--- BEGIN DATASET CONTENT ---

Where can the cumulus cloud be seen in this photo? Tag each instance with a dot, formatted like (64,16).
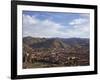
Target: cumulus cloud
(35,27)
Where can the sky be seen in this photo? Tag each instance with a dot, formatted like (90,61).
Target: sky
(55,24)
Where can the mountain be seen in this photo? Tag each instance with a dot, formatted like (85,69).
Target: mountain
(56,42)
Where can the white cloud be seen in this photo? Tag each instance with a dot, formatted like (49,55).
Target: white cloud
(78,21)
(47,28)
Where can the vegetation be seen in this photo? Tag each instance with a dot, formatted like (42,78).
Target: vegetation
(55,52)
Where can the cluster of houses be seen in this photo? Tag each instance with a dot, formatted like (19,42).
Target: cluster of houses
(56,56)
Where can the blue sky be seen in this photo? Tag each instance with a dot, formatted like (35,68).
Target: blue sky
(55,24)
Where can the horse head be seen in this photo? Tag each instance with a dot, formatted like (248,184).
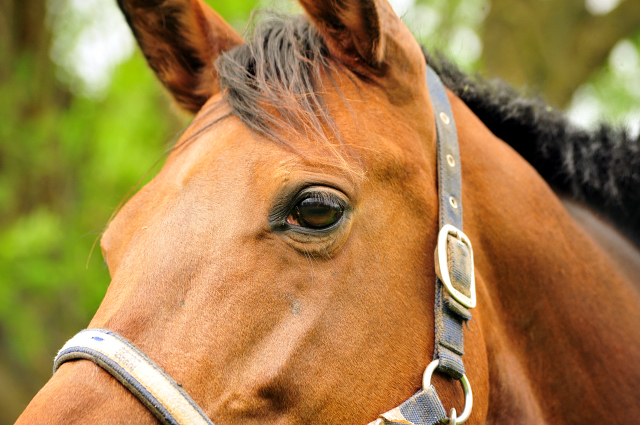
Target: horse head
(280,266)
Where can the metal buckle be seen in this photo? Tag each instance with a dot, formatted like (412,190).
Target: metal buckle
(453,419)
(442,265)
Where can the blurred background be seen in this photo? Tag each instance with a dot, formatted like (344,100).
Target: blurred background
(83,122)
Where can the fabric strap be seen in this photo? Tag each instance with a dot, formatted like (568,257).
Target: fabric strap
(139,374)
(425,407)
(450,315)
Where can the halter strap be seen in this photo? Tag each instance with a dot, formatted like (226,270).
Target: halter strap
(139,374)
(455,283)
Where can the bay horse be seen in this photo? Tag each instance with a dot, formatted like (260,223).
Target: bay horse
(280,267)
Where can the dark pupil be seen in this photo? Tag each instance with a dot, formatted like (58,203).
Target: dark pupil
(317,212)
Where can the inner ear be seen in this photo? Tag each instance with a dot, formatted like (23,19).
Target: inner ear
(365,35)
(181,40)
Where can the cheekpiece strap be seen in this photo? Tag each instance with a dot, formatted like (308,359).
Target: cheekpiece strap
(140,375)
(450,314)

--- END DATASET CONTENT ---

▶ [SET EXERCISE] Please copy all of the records above word for word, leaving out the pictures.

▶ [ANSWER]
Where can the cumulus cloud be seen in this photo? Tag each instance with a dot, formatted like (64,16).
Target: cumulus cloud
(35,27)
Where can the sky be seen in this photo? Tag each instance with a dot, formatted like (90,61).
Target: sky
(55,24)
Where can the mountain be seen in this photo? Tag each instance with a dot, formatted like (85,69).
Target: mountain
(56,42)
Where can the white cloud be seen in this photo? Tag each instance with a dot, formatted like (49,55).
Target: white cloud
(78,21)
(47,28)
Where can the vegetation be seen in this photo? Tag each instance with a dot, formatted like (42,78).
Target: vegetation
(55,52)
Where can the cluster of houses be seen in this photo? Tag each instance with a dot, formatted like (19,42).
Target: cluster of houses
(56,56)
Where can the blue sky be seen in this photo? Tag each instance with a dot, formatted like (35,68).
Target: blue sky
(55,24)
Where can the horse head be seen in this photo? Tag each instance with a dot, formatted like (248,184).
Target: horse head
(280,266)
Where can the metal buckle be seen in this photo? Tag each instance with a dot, formatted like (412,190).
Target: metal buckle
(453,419)
(442,265)
Where can the blurred background be seen in this photo? Tag each instance with a dot, formatted like (344,100).
Target: blurred background
(83,122)
Where can the fabric strap be seen in this photo? Tag each instance with a dot, formatted like (568,257).
Target: fabric strap
(139,374)
(425,407)
(450,315)
Where can the halter strap be seen in this photo? Tag each instance with a dot, formatted like (226,270).
Target: halter strap
(139,374)
(455,283)
Where can the bay horse be seen in this photo? Tag each instance with a dot, formatted like (260,223).
Target: bay horse
(280,267)
Where can the dark pupil be seen in this photo? Tag each instance with a dot, formatted like (58,203).
Target: dark pupil
(317,212)
Where can the inner ear be seen in this photo? Tag each instance with a dot, formatted like (23,19).
Target: inner ear
(365,35)
(181,40)
Where can the cheekpiece strap be seen in this photo? Tag each instance with a dot, formatted like (308,359).
Target: cheekpiece strap
(140,375)
(450,314)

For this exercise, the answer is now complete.